Work to do: How many lines in the items below contain the word "appear"? Reply with the number alone.

start Data shown

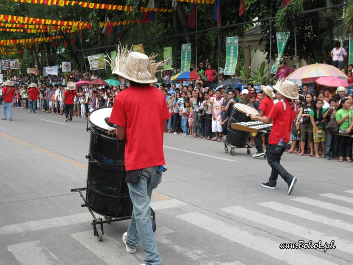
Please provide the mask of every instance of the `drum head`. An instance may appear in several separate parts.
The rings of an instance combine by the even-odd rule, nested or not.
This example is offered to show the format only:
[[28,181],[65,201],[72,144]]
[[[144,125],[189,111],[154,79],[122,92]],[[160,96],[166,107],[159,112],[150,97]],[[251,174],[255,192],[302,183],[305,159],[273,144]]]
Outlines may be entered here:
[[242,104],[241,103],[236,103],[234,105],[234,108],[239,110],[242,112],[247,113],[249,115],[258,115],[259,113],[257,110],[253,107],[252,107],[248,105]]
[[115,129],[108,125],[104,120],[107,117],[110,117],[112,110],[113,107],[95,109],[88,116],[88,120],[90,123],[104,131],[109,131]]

end Data shown
start Data shown

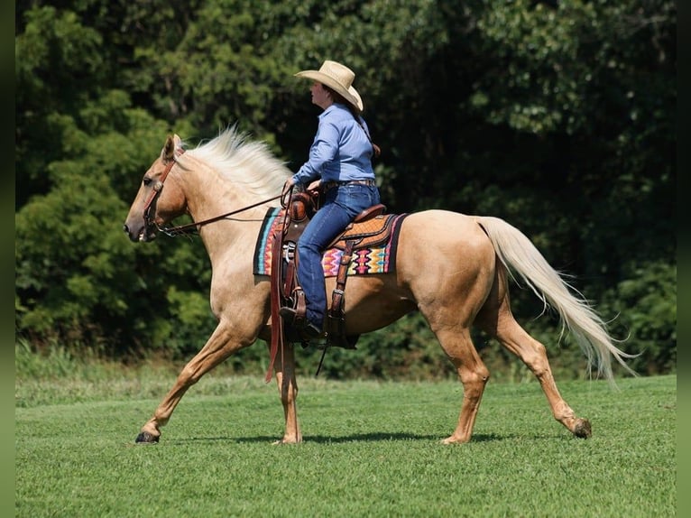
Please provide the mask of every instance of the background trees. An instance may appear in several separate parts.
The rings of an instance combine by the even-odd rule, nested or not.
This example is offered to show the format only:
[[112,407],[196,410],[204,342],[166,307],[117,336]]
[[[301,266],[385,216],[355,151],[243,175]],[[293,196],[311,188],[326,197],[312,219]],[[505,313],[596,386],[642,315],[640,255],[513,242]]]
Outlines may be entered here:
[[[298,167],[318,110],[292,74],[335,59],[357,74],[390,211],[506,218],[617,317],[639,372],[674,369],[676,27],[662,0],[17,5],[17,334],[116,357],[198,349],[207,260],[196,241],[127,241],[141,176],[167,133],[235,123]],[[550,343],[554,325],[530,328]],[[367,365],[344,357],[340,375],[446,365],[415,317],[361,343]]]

end Data shown
start Data shown

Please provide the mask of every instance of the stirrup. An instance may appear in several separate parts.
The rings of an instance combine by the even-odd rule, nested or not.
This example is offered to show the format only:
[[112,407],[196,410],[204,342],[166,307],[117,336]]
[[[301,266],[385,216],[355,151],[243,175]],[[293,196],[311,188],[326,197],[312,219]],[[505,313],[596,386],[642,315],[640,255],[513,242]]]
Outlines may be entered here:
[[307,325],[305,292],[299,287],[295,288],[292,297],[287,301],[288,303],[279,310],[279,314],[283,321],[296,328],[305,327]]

end Data shown

Solution to the problem: 3